--- WHAT IS NEEDED ---
Copy out the rows unchanged, from the line holding "Target = small flower vase" through the last line of the rows, both ends included.

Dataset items
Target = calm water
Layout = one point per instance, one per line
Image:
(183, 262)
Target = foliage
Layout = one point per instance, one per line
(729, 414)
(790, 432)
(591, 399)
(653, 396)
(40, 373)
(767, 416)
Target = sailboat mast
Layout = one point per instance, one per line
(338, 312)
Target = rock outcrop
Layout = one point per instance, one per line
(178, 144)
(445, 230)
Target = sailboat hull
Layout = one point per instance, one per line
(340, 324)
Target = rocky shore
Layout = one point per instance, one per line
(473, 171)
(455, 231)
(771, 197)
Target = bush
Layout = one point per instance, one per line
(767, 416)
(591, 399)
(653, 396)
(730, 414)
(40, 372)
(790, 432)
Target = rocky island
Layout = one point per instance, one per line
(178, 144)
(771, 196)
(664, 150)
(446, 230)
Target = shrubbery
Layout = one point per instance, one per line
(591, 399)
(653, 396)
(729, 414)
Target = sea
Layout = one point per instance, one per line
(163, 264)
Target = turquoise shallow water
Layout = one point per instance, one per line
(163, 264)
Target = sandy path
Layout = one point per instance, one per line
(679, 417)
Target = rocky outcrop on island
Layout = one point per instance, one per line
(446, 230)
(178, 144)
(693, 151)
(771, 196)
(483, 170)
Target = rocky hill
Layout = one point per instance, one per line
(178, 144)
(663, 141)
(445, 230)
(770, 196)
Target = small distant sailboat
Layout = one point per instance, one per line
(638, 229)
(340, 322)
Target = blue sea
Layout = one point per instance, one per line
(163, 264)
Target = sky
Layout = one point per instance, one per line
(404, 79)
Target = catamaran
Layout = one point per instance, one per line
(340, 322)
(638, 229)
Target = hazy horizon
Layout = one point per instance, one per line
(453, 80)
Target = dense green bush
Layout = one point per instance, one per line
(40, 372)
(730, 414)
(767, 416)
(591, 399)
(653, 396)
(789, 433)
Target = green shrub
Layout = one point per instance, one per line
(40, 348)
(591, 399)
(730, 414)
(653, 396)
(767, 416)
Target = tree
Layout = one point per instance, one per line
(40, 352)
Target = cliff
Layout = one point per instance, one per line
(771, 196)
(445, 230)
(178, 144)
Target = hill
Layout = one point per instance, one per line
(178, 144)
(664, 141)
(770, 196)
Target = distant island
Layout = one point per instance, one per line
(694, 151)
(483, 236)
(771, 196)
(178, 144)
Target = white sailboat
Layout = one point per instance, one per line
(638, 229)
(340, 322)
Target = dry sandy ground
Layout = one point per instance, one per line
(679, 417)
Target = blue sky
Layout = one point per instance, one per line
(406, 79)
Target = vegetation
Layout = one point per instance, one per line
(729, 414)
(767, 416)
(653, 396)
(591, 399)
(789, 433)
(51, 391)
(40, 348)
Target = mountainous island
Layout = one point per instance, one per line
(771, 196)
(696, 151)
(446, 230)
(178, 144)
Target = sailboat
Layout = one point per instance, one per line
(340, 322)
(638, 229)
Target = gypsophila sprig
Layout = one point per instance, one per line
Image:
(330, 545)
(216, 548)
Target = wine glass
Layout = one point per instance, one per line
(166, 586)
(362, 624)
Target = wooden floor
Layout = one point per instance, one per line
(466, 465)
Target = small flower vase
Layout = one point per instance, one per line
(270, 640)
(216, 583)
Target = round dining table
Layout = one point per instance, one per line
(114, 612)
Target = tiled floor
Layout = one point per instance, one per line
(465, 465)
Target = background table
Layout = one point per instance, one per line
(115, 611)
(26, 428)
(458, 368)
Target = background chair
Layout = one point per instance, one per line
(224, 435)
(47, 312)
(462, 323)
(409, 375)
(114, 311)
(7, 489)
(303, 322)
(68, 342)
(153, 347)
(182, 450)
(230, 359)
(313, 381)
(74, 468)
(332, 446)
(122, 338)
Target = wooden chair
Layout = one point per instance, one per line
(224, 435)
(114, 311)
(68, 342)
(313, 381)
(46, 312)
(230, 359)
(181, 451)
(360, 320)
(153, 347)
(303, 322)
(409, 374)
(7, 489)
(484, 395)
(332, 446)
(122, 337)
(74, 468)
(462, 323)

--- EXERCISE OUTPUT ---
Target = small flower vase
Layout = one point per instance, one per line
(270, 640)
(216, 583)
Target = round dining table
Layout = one point per instance, one per line
(114, 612)
Target = tiled floor
Layout = one point per instance, one per line
(465, 465)
Target = background table
Layout = one point per instance, one per line
(115, 611)
(26, 428)
(458, 368)
Target = background chair
Layout = one point per instance, one per line
(224, 435)
(47, 312)
(462, 323)
(409, 375)
(114, 311)
(7, 489)
(303, 322)
(68, 342)
(153, 347)
(182, 450)
(230, 359)
(313, 381)
(74, 468)
(332, 446)
(122, 338)
Target = wooden chair
Layout = one point per instance, one per line
(224, 435)
(114, 311)
(68, 342)
(313, 381)
(46, 312)
(230, 359)
(181, 451)
(360, 320)
(153, 347)
(303, 322)
(409, 374)
(7, 489)
(484, 395)
(332, 446)
(122, 337)
(74, 468)
(462, 323)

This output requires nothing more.